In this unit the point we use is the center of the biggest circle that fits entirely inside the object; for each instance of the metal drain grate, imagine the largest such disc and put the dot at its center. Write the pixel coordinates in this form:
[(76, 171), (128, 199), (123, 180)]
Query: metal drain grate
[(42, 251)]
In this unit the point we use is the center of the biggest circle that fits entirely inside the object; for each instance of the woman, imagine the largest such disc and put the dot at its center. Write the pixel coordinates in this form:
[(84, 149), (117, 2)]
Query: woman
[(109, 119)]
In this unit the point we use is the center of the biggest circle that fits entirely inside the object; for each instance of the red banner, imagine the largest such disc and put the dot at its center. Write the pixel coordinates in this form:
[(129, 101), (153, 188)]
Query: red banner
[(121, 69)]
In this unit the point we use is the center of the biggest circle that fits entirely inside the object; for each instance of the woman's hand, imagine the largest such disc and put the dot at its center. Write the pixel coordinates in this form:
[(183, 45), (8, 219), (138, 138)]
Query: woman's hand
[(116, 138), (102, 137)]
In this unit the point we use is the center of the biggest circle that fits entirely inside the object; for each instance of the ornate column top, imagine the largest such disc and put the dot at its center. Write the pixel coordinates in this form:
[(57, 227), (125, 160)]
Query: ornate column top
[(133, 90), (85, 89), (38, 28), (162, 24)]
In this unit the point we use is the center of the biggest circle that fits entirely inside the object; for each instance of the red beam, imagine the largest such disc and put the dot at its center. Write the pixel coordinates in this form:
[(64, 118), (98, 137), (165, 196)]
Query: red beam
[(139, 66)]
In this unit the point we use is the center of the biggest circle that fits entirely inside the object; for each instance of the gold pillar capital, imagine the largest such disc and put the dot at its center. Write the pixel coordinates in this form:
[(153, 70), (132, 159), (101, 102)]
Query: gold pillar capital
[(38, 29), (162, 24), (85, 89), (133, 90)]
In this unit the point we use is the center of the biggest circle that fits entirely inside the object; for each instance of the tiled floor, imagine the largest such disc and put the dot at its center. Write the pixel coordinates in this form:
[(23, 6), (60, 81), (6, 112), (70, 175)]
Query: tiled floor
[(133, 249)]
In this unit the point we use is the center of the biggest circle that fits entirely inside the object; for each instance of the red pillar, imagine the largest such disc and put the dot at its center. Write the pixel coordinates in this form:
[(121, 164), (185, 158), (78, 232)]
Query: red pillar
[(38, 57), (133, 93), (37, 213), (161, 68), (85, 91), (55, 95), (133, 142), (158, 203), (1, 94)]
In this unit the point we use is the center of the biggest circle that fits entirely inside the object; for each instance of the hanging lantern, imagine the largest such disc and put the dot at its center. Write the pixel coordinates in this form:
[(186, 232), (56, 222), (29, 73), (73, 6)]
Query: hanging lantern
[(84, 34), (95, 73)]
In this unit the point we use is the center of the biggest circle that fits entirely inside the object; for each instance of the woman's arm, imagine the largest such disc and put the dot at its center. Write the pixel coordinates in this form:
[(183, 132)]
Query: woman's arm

************

### WHAT THE EXERCISE ASKS
Exactly as they stand, set down the lines from the top of the data through the line with "[(76, 171), (128, 199), (123, 180)]".

### OUTPUT BELOW
In this unit the point we use is the center of the biggest circle that fits entirely inside the object; for each instance of the metal drain grate, imagine the largest such disc and put the dot at its center. Write the pixel coordinates in this form:
[(76, 171), (128, 199), (123, 180)]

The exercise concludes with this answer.